Une pratique dénoncée par Physiciens for
Humain Rights.
7-La dégradation de
la situation économique et sociale, le
taux de chômage dépasse les 67% de la
population civile selon le bureau
palestinien des statistiques, mais le
phénomène le plus dangereux est la
hausse du chômage chez les jeunes de
moins de 30 ans, qui atteint 74%, en
2019. Cette année, plus de 95.000
personnes ont été jetées au chômage.
Plus des deux tiers
des ménages souffrent d'insécurité
alimentaire .
- La pauvreté. 73%
de la population de Gaza vit en dessous
de seuil de pauvreté
-L’augmentation du
nombre de personnes qui dépendent des
organisations humanitaires. 81% des
Palestiniens de Gaza vivent grâce aux
aides alimentaires. Selon les sources du
bureau des Nations-Unies pour les
réfugiés palestiniens –UNRWA- dans la
bande de Gaza, plus de 1.400.000
personnes ont bénéficié du programme de
l’aide alimentaire géré par le bureau en
2019. Ce programme a élargi ses services
pour cibler les citoyens et non
seulement les seuls réfugiés.
Sur le plan
économique, la situation ne cesse de
s’aggraver avec les conséquences
dramatiques du blocus et de différentes
agressions qui ont causé l’augmentation
du chômage, et du niveau de pauvreté,
sans oublier l’incapacité de bâtir une
véritable économie dans la bande de
Gaza.
Cette situation
empêche tout développement d'une
économie en faillite qui ne trouve pas
les ressources nécessaires pour sortir
d'une crise qui touche tous les
secteurs.
Pour beaucoup
d’économistes, l’année 2019 est
considérée comme la plus catastrophique
pour l’économie palestinienne depuis 20
ans.
8-Les deux secteurs
les plus touchés de ces mesures
israéliennes sont la santé et
l'éducation, Les écoles pratiquent des
journées doubles – voir même triples –
pour accueillir des élèves toujours plus
nombreux. Dans le même temps, les
hôpitaux fonctionnent au-delà de leurs
capacités, plus particulièrement depuis
que les manifestations de la Grande
marche du retour, qui a commencé en
2018, et qui ont connues des milliers
de blessés.

(Données d'ancrage d'objets en langage naturel)
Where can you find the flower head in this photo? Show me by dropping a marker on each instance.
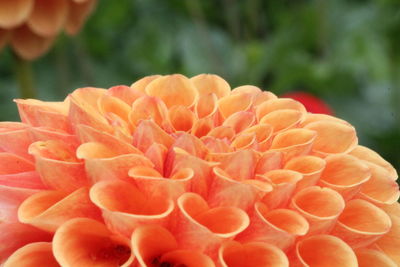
(174, 171)
(30, 26)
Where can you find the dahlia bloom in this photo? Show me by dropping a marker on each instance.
(173, 171)
(30, 26)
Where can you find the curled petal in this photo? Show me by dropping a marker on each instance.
(48, 17)
(279, 227)
(333, 137)
(211, 84)
(370, 258)
(320, 206)
(234, 254)
(85, 242)
(14, 12)
(173, 90)
(345, 174)
(318, 251)
(369, 155)
(361, 223)
(33, 254)
(309, 166)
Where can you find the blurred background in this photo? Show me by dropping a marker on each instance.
(345, 52)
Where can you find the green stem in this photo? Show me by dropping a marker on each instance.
(24, 75)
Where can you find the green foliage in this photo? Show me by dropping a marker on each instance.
(345, 52)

*La consigne*
Poursuivez le texte sur la situation dans la bande de Gaza en reprenant juste après sa dernière phrase.

*Résultat*
9-Des mesures
israéliennes pour détruire le secteur
agricole dans la bande de Gaza. En 2019
et au début et à la fin de cette année,
les autorités israéliennes ont inondé
des terres agricoles dans l’enclave
palestinienne, Elles ont submergé des
terres agricoles de Gaza en ouvrant les
vannes de barrages qui retenaient l'eau
pluviale , après la forte pluie et la
tempête , les rendant incultivables.
Un fort torrent a
submergé des dizaines d’hectares de
terres agricoles, occasionnant d’énormes
pertes aux paysans, a fait savoir le
ministère palestinien de l'agriculture.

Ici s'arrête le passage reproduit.